··· Alıntı metin ···

Evin diğer odalarıyla arasındaki mesafeyi ortadan kaldıran 2010 mutfakları, sosyal yaşamın merkezi haline geldi. Doğal ve geridönüşümlü malzemeler, fütürist formlar ve renk tonu hangi menzile varırsa varsın, heyecanlandıran mutfak tasarımları arasında kanepe, koltuk, televizyon, kitaplık gibi dekorasyon öğelerine rastlarsanız şaşırmayın.

Basit ve ilkel görünümlü mobilyalarla yaratılan doğallık yeni sezonda her alanda olduğu gibi mutfak tasarımlarında da ilk sırada yer alıyor. İlhamını doğadan alan ıslak mekanlarda ham malzeme, pastel renkler ve organik formlar ön plana çıkıyor. İçeriden çok pencerenin dışını düşünen yeşil evlerin kimliği bu mekanlara da yansıyor. Özellikle yazlık evinize mutfak yaptırmayı planlıyorsanız kır evlerinin romantizminden ilham alabilirsiniz. Bunun için de çiçekli porselenler, floral desenlere bürünmüş tekstiller, ahşap detaylar, hasır aksesuarlardan yardım alabilirsiniz.

Mutfaklar genellikle evlerde ekolojinin rahatlıkla kendini gösterebileceği mekânlar olarak tabir edilirler. Buzdolabı, ısıtıcılar, fırın, bulaşık makinesi gibi eşyalardan dolayı enerjinin en fazla kullanıldığı bölümdür. Tabi ekolojik mutfaklar için yapılması gereken tek şey bunlardan vazgeçmek değil. Bunu kullandığınız materyallerle de sağlayabilirsiniz. Mesela tezgah ya da zemin kaplaması gibi diğer ürünlerde geri dönüşümü olanları tercih edebilirsiniz. Mermer, doğal bir malzeme olduğundan tercih edilebilir.

Aydınlatma ve armatür olarak mümkün olduğunca az enerji tüketen tasarımları kullanabilir, mobilya gövdelerinde geri dönüşümlü olanları tercih edebilirsiniz. Özellikle sıcak iklimin hakim olduğu bölgelerde güneş enerjisi ile ısıtılmış sudan yararlanılabilir. Bambu, çok hızlı büyüyen bir bitki olduğundan, kısa süre içinde bir orman haline gelebiliyor. Bu özellikleriyle ekolojik malzeme olarak kabul edilen bambudan yapılmış mutfakları tercih edebilirsiniz. Bulaşık makinenizi tam dolmadan çalıştırmamak, yiyeceğiniz kadar yemek pişirmek gibi detayları da gözönüne almalısınız.

···

- _Kısa problem 1_:
Mutfak tasarımları metnine göre yanıtlayın:
(a) Mutfak, hangi eşyalar yüzünden enerjinin en fazla kullanıldığı bölümdür?
(b) Mermer hangi özelliği nedeniyle tercih edilebilir?
(c) Bambu ne tür bir bitki olduğu için kısa sürede orman haline gelebiliyor?

··· Görev satırları ···

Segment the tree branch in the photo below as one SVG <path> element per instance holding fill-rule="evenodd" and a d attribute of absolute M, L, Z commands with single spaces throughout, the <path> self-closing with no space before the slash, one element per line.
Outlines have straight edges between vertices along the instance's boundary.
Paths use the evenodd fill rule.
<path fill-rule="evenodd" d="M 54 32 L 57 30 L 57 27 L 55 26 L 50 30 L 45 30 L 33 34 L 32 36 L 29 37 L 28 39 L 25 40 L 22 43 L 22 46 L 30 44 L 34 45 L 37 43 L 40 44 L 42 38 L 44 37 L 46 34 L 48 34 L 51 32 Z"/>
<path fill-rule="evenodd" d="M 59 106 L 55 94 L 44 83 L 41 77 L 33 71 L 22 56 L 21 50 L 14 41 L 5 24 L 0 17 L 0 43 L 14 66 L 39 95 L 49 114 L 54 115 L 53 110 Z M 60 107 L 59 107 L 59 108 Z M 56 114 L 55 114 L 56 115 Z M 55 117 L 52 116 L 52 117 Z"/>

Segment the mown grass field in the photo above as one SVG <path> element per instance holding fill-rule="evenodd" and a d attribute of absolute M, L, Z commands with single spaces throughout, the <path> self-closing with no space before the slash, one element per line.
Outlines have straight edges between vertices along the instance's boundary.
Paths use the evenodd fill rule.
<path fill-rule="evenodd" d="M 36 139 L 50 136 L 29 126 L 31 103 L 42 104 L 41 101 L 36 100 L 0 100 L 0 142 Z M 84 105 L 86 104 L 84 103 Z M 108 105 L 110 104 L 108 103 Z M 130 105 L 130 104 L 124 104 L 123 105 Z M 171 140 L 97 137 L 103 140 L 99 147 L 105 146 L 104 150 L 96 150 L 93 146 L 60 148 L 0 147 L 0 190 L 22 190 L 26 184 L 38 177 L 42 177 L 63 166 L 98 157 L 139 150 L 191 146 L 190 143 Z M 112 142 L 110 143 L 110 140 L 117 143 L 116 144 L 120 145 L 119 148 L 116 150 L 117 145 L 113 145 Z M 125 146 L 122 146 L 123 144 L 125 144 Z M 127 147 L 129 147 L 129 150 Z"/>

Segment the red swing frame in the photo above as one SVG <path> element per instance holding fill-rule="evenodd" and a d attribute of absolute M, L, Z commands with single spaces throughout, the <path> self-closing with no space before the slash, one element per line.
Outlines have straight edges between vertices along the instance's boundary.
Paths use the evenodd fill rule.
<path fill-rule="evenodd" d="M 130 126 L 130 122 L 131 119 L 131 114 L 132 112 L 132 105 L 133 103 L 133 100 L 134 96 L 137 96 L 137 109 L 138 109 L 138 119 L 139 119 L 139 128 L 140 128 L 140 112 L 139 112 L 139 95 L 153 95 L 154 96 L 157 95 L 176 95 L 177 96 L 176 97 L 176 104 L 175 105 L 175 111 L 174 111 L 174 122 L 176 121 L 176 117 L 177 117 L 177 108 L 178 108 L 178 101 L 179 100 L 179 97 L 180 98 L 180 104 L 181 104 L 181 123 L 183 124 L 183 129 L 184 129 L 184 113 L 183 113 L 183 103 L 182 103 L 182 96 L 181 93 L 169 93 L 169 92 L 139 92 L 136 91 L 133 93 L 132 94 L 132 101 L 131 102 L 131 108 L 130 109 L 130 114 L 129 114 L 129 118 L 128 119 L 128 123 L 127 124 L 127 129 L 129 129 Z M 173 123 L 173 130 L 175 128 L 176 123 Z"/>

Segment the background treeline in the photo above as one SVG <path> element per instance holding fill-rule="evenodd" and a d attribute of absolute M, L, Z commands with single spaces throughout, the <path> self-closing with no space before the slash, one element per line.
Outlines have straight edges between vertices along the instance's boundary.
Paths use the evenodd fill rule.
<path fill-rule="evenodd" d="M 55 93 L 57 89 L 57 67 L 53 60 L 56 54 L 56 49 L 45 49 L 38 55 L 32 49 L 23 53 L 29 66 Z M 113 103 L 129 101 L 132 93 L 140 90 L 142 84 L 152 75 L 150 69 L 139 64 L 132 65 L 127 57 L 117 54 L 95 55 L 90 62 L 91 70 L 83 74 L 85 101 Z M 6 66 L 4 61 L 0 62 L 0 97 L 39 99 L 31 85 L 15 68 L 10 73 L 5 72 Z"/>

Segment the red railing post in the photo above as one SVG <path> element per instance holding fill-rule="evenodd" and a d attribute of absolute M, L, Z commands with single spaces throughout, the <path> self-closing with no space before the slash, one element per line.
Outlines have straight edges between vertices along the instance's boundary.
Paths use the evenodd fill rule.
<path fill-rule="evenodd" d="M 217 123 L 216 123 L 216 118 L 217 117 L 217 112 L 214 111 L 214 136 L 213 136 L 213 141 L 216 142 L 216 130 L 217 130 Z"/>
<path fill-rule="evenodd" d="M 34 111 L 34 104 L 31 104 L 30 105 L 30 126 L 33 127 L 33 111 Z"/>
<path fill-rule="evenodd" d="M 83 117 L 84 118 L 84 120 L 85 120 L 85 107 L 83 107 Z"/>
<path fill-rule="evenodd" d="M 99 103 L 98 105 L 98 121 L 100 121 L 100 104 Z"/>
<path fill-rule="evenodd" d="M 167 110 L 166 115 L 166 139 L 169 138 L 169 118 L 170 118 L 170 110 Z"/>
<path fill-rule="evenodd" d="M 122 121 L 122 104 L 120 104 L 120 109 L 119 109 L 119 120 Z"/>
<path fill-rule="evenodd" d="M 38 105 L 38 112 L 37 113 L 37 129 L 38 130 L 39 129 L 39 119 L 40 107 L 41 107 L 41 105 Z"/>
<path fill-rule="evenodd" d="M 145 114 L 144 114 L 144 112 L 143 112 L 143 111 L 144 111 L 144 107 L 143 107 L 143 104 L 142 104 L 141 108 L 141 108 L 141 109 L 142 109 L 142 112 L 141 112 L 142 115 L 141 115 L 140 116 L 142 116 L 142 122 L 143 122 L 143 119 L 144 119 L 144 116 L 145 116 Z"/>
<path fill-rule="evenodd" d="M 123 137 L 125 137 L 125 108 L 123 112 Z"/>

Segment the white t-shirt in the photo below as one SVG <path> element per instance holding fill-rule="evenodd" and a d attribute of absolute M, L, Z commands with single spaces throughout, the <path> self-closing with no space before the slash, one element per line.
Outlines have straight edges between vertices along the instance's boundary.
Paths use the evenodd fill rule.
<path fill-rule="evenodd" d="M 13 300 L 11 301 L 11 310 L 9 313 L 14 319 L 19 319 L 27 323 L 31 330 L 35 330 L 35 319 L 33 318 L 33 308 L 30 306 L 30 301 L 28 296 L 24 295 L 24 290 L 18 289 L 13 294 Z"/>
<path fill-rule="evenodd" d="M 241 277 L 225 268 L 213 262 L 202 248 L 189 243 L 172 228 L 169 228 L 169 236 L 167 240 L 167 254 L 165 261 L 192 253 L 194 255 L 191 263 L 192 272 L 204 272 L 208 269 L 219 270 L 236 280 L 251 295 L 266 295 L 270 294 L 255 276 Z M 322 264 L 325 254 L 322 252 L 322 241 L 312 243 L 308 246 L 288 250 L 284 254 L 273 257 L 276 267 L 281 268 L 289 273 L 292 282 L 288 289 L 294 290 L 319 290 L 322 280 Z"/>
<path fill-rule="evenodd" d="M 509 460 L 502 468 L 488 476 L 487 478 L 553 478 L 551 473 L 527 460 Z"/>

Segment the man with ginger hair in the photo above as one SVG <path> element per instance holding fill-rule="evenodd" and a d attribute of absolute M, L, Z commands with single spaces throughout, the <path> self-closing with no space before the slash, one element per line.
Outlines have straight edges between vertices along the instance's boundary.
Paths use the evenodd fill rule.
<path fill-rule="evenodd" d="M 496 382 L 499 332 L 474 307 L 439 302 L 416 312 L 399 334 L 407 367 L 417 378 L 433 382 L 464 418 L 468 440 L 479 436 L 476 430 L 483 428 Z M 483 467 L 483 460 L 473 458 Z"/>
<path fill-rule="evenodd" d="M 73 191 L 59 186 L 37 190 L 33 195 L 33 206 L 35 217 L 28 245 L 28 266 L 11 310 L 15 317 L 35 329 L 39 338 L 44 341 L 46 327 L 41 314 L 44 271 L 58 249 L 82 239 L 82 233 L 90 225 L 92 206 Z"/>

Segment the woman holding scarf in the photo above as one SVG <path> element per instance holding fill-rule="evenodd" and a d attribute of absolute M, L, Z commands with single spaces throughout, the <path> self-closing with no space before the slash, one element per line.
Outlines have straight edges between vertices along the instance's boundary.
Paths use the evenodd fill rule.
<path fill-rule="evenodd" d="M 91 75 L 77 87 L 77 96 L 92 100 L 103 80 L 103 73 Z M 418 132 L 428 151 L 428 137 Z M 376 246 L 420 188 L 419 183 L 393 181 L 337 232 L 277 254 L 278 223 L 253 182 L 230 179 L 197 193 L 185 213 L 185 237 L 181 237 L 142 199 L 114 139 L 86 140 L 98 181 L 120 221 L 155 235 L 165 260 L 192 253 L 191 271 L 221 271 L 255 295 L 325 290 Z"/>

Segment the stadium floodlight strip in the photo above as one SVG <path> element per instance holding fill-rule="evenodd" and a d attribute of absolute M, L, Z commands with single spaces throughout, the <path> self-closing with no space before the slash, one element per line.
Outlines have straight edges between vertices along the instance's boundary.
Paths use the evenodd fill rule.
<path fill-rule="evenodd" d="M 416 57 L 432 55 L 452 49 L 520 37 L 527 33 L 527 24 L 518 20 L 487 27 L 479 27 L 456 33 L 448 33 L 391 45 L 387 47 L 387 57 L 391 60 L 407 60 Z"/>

···

- _Kısa problem 2_: Görev satırlarında "Segment the red railing" içeren satırdan başlayıp "217 123 L 216" içeren satırdan sonra durun ve bu aralıktaki satırları "railing post" yerine "fence post" yazarak verin. Geri kalan her şey aynı kalsın.

- _Alıştırma çözümü 1_:
(a) Buzdolabı, ısıtıcılar, fırın ve bulaşık makinesi.
(b) Doğal bir malzeme olması.
(c) Çok hızlı büyüyen bir bitki olduğu için.

- _Alıştırma çözümü 2_:
Segment the red fence post in the photo above as one SVG <path> element per instance holding fill-rule="evenodd" and a d attribute of absolute M, L, Z commands with single spaces throughout, the <path> self-closing with no space before the slash, one element per line.
Outlines have straight edges between vertices along the instance's boundary.
Paths use the evenodd fill rule.
<path fill-rule="evenodd" d="M 217 123 L 216 123 L 216 118 L 217 117 L 217 112 L 214 111 L 214 136 L 213 136 L 213 141 L 216 142 L 216 130 L 217 130 Z"/>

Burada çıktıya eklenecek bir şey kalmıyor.